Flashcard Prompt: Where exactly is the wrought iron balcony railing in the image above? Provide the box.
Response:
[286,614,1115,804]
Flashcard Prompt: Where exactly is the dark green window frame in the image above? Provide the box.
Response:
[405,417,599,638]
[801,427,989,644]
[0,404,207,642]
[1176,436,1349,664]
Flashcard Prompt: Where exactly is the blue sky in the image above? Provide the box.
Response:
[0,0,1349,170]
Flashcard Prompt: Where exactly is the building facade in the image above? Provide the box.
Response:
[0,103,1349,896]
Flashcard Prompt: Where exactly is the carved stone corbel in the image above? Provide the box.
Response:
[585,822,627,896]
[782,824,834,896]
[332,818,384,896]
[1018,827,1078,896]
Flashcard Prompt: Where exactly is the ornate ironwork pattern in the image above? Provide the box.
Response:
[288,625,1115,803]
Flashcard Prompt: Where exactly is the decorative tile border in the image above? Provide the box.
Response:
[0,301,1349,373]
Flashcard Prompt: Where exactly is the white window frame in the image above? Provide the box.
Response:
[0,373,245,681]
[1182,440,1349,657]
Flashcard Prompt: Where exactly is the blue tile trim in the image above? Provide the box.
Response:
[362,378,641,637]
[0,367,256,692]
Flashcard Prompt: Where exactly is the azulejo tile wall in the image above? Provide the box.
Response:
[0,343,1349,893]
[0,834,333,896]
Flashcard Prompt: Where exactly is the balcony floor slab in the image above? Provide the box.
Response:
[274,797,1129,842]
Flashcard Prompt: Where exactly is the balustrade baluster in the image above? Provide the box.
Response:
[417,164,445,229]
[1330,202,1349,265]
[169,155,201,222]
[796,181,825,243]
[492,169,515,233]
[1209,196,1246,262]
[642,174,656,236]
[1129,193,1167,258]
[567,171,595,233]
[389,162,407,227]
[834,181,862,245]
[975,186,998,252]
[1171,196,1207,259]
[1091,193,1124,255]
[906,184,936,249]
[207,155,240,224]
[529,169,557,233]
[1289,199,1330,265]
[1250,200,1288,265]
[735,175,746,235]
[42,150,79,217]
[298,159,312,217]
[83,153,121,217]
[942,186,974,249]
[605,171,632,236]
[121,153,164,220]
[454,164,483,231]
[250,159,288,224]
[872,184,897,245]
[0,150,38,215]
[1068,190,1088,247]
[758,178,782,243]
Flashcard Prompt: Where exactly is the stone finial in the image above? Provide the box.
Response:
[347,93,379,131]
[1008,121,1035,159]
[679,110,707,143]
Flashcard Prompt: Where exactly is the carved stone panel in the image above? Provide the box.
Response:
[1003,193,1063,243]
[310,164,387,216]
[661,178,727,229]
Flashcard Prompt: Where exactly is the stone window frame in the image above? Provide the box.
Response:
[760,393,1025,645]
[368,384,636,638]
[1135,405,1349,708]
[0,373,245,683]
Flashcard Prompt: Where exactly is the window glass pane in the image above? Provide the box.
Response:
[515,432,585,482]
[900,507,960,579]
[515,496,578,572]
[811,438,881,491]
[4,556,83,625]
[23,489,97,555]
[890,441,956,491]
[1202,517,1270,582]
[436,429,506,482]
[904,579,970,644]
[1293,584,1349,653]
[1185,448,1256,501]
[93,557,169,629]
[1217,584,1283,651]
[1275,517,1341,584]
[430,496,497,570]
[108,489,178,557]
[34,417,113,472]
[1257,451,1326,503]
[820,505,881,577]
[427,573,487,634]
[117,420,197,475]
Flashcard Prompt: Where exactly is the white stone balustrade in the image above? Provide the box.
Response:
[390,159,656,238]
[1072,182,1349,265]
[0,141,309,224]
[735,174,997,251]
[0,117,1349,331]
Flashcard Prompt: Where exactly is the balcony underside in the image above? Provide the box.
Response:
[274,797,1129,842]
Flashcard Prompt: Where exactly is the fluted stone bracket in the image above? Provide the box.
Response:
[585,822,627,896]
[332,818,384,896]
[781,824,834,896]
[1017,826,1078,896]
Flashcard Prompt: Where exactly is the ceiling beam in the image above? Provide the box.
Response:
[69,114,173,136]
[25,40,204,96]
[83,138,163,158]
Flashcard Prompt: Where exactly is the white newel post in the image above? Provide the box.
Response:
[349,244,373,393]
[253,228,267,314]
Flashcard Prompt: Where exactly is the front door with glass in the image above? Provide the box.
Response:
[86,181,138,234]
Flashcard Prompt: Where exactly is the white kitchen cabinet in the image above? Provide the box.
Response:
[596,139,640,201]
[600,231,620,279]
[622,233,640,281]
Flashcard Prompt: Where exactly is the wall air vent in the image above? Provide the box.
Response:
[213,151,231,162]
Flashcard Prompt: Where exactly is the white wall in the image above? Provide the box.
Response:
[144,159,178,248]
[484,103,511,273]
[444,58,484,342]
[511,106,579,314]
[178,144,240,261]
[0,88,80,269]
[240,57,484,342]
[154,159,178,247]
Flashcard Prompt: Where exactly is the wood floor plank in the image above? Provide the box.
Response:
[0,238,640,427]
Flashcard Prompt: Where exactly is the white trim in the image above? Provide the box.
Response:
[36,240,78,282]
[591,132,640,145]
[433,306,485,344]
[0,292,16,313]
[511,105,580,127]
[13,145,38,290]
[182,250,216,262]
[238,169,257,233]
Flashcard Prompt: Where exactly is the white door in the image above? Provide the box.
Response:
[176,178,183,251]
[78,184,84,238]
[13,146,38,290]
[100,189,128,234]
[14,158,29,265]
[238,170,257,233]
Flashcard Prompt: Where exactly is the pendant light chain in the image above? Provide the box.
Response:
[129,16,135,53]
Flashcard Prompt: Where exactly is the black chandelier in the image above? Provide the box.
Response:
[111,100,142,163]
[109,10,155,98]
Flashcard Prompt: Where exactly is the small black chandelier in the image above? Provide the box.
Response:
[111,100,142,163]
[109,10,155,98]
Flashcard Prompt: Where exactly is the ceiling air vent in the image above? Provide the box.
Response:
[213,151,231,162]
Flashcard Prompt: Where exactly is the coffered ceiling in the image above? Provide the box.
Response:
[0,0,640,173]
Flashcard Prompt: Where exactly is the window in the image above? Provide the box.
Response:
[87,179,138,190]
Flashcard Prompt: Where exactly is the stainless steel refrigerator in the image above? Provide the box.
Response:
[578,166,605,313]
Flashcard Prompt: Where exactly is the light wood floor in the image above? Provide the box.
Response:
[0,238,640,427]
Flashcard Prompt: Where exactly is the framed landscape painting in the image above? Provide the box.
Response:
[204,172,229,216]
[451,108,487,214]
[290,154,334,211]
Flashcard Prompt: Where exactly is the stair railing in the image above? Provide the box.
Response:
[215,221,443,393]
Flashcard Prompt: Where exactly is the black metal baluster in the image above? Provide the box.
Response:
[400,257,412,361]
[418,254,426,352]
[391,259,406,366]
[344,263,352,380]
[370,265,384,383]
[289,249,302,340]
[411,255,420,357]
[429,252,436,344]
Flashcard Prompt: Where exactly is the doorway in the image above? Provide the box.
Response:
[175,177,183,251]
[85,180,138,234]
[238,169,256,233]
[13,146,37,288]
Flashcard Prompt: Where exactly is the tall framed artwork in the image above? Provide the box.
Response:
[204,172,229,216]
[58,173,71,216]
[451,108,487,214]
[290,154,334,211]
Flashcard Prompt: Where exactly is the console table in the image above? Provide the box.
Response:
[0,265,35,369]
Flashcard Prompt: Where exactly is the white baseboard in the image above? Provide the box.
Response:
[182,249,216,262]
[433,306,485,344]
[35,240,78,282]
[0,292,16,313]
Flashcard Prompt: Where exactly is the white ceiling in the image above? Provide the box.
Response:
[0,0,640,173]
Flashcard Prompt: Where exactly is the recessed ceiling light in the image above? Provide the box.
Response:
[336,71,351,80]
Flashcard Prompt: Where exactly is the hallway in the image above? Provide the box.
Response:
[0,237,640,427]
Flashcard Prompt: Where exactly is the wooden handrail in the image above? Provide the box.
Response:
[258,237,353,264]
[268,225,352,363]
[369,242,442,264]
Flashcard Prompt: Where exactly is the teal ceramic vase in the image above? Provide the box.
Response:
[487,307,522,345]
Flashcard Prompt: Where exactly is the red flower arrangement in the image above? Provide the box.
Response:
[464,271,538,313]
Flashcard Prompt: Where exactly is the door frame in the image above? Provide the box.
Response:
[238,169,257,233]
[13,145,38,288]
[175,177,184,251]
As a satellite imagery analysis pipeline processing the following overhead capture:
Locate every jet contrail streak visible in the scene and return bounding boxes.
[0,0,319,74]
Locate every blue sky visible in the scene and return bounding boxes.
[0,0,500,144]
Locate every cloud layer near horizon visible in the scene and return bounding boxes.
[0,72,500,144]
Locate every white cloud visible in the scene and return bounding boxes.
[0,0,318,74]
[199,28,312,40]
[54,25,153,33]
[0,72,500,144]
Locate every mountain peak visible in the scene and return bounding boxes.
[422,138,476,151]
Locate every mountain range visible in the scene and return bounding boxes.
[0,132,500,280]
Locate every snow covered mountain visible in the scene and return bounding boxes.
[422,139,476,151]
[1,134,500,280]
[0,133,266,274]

> [REQUIRED TASK]: Copy out every line of the listing from the line containing "Locate every white" through the end, and raise each box coordinate by 74. Leave the other lines unchanged.

> [OUTPUT OF THE TASK]:
Locate every white cloud visible in the scene and return bounding boxes.
[74,74,392,148]
[273,102,386,114]
[128,99,227,107]
[74,146,574,218]
Locate every mountain peak visible in the scene and return bounding boxes.
[496,212,550,225]
Locate every mountain range visible in the scene and return bounding boxes.
[74,206,574,354]
Locate every snow covered mountain visible in the scene and return bounding boxes.
[496,213,550,225]
[75,208,574,354]
[74,207,340,348]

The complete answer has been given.